-- Directions for this task --
Give the lines below again exactly, starting with the line that holds "masonry with a single marker." and going on through the line that holds "of archway with a single marker.".
------------------------------
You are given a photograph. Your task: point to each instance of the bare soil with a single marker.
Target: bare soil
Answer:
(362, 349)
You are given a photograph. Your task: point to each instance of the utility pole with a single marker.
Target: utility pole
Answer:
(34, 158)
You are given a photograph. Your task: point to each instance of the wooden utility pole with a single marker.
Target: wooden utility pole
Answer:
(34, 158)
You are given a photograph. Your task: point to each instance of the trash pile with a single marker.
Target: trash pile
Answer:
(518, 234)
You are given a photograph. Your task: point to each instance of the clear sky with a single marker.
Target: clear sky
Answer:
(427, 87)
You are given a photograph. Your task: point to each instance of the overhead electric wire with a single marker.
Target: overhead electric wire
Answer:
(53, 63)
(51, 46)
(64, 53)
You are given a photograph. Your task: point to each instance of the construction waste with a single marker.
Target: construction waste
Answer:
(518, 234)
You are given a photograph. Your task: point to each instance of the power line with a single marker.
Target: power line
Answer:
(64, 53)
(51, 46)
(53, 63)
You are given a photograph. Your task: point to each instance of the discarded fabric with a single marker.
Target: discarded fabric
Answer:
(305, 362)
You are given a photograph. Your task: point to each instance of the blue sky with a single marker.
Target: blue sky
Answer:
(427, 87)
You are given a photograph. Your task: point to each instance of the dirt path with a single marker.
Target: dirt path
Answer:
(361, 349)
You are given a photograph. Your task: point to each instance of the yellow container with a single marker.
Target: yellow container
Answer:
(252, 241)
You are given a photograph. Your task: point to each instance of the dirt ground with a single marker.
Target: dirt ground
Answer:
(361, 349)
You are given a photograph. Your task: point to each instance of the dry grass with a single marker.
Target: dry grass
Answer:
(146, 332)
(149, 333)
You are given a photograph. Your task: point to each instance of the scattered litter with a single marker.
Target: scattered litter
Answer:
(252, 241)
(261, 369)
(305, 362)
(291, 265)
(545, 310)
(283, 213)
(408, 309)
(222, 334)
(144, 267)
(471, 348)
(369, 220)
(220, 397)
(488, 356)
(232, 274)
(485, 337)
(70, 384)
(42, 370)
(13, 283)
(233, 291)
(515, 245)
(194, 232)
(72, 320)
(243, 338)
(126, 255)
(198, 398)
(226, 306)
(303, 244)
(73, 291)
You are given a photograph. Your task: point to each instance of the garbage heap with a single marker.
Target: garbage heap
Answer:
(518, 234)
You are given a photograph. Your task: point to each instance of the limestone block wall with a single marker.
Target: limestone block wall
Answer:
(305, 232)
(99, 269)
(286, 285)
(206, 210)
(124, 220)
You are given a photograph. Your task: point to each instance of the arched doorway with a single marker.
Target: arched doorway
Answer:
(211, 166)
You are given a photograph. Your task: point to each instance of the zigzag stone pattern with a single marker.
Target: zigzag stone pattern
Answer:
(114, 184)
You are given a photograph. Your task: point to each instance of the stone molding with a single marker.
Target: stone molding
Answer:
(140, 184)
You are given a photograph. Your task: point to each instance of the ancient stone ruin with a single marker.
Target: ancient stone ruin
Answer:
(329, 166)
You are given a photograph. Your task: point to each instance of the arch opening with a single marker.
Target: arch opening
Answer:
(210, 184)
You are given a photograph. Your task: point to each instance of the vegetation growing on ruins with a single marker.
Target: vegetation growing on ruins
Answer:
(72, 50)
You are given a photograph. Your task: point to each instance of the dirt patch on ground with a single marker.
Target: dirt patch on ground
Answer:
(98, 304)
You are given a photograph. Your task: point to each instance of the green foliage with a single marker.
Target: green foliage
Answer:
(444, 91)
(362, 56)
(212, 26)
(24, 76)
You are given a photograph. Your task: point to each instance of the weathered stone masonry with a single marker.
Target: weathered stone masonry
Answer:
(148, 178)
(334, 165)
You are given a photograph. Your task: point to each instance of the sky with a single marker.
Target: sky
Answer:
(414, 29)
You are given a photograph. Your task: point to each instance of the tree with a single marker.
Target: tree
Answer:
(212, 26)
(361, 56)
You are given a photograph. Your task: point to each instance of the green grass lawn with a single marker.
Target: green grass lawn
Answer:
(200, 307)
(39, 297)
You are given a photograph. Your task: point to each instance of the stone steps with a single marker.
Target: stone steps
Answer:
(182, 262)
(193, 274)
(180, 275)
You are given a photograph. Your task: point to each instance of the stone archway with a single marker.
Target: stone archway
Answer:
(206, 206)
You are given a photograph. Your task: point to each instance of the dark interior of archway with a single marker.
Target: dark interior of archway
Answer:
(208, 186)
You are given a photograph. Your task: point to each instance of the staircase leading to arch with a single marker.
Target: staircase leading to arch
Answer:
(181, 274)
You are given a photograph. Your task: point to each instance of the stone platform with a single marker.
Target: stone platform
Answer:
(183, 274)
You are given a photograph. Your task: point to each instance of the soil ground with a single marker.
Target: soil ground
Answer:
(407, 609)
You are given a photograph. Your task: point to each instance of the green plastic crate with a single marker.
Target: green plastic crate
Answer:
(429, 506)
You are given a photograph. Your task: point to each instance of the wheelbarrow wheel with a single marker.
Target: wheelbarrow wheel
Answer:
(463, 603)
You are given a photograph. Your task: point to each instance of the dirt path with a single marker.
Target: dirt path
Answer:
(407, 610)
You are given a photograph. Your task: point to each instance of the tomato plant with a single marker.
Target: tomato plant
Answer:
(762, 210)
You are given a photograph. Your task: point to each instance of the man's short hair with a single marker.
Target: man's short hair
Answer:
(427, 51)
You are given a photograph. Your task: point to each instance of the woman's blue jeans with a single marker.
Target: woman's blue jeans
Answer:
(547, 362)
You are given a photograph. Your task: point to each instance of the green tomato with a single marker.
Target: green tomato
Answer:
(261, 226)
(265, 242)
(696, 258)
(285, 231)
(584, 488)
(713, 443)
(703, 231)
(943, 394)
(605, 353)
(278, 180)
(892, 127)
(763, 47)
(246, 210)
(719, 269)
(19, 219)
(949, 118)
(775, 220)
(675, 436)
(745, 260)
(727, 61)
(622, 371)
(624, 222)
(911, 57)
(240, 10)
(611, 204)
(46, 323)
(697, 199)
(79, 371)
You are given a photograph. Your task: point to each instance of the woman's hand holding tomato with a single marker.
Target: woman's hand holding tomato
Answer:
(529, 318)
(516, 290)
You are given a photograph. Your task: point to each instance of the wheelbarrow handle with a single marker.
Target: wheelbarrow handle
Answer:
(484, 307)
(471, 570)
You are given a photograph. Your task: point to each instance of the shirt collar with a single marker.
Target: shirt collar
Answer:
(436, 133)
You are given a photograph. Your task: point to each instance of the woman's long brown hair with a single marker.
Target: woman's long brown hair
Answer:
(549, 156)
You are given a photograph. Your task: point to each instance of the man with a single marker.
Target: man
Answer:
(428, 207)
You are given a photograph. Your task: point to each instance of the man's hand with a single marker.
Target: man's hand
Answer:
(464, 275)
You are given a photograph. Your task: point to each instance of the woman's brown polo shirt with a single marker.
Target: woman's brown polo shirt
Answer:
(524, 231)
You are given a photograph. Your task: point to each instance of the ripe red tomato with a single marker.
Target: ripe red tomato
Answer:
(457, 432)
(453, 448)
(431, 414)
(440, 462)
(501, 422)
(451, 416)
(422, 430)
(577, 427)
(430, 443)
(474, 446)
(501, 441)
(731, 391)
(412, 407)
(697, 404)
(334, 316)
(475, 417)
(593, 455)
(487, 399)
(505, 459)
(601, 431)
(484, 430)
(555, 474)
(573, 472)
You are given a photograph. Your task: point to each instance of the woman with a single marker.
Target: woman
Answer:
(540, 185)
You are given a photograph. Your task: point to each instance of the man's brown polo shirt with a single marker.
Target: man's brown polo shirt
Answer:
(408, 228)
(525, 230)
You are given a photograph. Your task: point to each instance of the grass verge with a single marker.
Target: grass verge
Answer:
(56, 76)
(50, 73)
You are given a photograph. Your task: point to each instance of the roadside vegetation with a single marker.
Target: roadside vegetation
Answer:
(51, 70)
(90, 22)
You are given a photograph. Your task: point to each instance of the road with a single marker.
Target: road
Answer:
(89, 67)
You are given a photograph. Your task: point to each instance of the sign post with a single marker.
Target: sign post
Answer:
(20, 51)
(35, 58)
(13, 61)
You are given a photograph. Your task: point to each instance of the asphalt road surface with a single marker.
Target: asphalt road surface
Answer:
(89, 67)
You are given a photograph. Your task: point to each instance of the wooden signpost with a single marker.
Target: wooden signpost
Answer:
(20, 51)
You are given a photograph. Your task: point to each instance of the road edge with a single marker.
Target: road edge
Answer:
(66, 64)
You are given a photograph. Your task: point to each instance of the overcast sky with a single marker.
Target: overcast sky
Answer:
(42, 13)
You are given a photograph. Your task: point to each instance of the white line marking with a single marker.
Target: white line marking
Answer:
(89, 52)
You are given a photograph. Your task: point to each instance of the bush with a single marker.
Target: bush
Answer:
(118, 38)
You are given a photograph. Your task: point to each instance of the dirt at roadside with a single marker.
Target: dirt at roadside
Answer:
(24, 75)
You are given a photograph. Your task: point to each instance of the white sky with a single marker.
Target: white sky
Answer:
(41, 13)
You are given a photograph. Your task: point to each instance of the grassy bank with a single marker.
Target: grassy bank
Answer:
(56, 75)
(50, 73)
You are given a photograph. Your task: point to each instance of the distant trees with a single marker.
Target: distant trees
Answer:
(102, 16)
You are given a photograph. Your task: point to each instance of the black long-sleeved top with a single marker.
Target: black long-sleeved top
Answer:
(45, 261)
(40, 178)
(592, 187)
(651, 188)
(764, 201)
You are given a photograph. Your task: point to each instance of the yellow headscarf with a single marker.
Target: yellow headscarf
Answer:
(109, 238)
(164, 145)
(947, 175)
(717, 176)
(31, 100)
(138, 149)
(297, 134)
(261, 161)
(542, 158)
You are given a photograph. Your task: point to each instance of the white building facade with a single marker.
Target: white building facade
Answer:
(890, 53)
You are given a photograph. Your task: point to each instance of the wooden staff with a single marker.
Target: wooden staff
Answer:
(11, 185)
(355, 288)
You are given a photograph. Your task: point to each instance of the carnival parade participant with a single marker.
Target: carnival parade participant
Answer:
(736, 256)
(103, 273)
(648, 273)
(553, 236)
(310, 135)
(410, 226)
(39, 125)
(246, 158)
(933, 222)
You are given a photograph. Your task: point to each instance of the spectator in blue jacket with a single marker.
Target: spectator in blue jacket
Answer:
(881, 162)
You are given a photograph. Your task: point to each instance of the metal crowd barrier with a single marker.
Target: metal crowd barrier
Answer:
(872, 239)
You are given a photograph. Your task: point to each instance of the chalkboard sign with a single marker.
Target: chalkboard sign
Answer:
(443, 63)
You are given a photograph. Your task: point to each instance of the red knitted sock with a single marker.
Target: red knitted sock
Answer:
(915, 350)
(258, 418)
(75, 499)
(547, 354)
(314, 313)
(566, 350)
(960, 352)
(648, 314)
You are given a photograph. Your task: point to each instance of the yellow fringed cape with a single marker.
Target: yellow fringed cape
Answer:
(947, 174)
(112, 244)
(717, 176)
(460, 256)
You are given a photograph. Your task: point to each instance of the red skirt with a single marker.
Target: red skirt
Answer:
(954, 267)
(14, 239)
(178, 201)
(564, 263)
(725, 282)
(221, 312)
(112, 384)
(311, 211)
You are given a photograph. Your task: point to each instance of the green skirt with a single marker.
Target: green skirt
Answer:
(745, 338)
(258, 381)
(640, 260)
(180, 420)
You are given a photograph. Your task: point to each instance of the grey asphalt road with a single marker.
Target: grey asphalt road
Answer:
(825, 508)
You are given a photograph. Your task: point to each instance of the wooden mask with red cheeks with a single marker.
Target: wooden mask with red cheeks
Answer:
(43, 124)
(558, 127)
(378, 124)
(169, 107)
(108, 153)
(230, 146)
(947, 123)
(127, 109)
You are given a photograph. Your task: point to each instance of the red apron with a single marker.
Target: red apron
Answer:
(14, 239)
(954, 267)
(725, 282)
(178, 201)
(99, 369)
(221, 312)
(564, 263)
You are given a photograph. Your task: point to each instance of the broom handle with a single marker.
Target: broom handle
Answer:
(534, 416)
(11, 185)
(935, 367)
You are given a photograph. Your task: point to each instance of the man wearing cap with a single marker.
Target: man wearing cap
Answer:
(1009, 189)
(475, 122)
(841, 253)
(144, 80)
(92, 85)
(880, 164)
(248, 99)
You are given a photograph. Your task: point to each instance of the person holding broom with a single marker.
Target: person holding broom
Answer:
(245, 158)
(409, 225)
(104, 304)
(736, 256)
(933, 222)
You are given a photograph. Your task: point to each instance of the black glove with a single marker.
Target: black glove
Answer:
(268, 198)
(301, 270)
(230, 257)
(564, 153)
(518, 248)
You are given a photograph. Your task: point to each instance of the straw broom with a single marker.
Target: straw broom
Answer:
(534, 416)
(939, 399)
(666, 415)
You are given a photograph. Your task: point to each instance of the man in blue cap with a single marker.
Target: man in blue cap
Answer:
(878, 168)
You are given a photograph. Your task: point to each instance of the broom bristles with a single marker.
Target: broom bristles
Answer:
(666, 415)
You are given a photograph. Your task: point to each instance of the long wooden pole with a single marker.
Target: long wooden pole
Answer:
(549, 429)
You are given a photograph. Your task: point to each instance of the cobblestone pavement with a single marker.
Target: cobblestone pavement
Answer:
------------------------------
-- Response box --
You are given a photograph. Your task: point to each instance of the weathered stone masonry with a single marker.
Target: weathered stone masonry
Answer:
(148, 178)
(334, 165)
You are given a photograph. Your task: point to each instance of the sky with a single marker.
Target: sky
Answer:
(414, 29)
You are given a photograph. Your task: point to each instance of the tree with a single marker.
Target: tree
Answer:
(212, 26)
(361, 56)
You are given a photograph. Your task: point to each instance of the green grass lawn with a single marker.
Target: green grass lawn
Answer:
(200, 307)
(39, 297)
You are given a photograph. Your task: point to each instance of the stone steps with a single marker.
Target: stone steps
Answer:
(182, 262)
(193, 274)
(180, 275)
You are given a photograph. Your task: point to each instance of the stone archway with a single marker.
Target: stone archway
Answer:
(206, 206)
You are given a photograph. Your task: point to each instance of the dark interior of archway with a single marker.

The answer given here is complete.